About this exercise —
Would you set down the whole listing again exactly as it appears?

+--

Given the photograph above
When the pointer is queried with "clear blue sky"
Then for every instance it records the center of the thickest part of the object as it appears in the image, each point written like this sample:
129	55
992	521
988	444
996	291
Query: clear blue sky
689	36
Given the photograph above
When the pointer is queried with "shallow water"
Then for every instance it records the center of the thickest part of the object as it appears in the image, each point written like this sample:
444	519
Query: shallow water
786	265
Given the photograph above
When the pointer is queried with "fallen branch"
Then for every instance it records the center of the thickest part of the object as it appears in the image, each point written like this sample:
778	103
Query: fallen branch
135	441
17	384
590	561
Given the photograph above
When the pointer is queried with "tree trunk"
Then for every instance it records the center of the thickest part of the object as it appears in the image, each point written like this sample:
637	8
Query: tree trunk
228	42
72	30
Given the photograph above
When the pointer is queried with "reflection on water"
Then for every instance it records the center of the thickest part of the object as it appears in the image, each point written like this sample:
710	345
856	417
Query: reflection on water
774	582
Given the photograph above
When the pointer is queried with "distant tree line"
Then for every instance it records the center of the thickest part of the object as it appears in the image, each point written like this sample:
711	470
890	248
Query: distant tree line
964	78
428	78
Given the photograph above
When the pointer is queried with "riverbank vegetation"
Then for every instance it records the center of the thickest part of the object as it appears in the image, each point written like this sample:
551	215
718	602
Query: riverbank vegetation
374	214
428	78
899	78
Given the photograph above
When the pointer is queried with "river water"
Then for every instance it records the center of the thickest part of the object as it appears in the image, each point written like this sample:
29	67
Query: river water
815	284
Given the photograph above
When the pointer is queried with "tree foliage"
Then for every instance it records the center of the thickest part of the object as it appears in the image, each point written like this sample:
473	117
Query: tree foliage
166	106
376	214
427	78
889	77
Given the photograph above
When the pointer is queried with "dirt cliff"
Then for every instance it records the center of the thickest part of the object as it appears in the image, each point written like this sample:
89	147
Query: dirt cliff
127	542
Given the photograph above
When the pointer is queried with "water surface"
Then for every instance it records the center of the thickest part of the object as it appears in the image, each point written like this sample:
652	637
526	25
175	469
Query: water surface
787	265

+--

Problem solution —
Given the photograph above
When the pointer is queried with "clear blue sky"
Then for every instance it records the center of the thickest part of the object as it appears in the image, each point written like this sample:
129	55
992	521
988	444
996	291
Query: clear blue sky
689	36
Given the photograph above
When the pointer is queried with "shallow water"
Then for every instance it records the center of the thickest part of the object as it appears in the image, each point written like this sample:
444	519
Query: shallow water
786	265
Given the photograph above
When the pointer is queried with "fallen branch"
Then for every instance it records the center of the thickest part of the object as it appears in the image, each point written like this sample:
778	103
Query: fallen branch
135	441
17	384
590	561
Given the photograph above
When the pointer is queried with "tree trunk"
Then for every instance it records the center of the thickest part of the object as it appears in the image, each point written like this sample:
637	8
Query: tree trunk
228	42
72	30
Given the photograph above
When the pointer is queried with "reflection on water"
Then for every instance it records the center of the thickest part of the object as it appears in the image, each point written like this sample:
710	345
856	417
Query: reflection on water
774	582
Given the photograph above
When the pointer is queried with "distant tree line"
Then for every instance it records the center of the thickest part of the object as it appears in the image, each point written like this sample:
711	470
890	248
Query: distant tree line
964	78
428	78
Given the photograph above
When the pointer is queried with "riverbank vegetation"
Then for every instance it records the center of the thickest part of the object as it appears in the image, each point written like this sample:
551	215
718	602
Query: riverbank vegetation
374	214
428	78
899	78
Given the photograph above
When the pointer is queried with "river water"
Then for every instance it records the center of the thickest part of the object as it appears in the image, each point written like this sample:
29	67
Query: river water
815	284
Given the photograph above
When the pointer is queried with "tree foliage"
Then for every instance it records the center of the thickest part of the object as it appears in the image, each point written like this sample:
473	117
Query: tree foliage
166	106
376	214
427	78
889	77
Given the photograph above
When the pointer is queried with "dirt cliff"
Then for every instance it records the center of the thickest part of the object as it appears in the image, each point written like this sample:
89	147
Query: dirt cliff
127	542
Given the photograph above
When the pointer is queried with "water surface"
Then for every instance it records the center of the thickest part of the object as it appears in the image, each point written like this sample:
652	637
526	25
175	469
Query: water surface
787	265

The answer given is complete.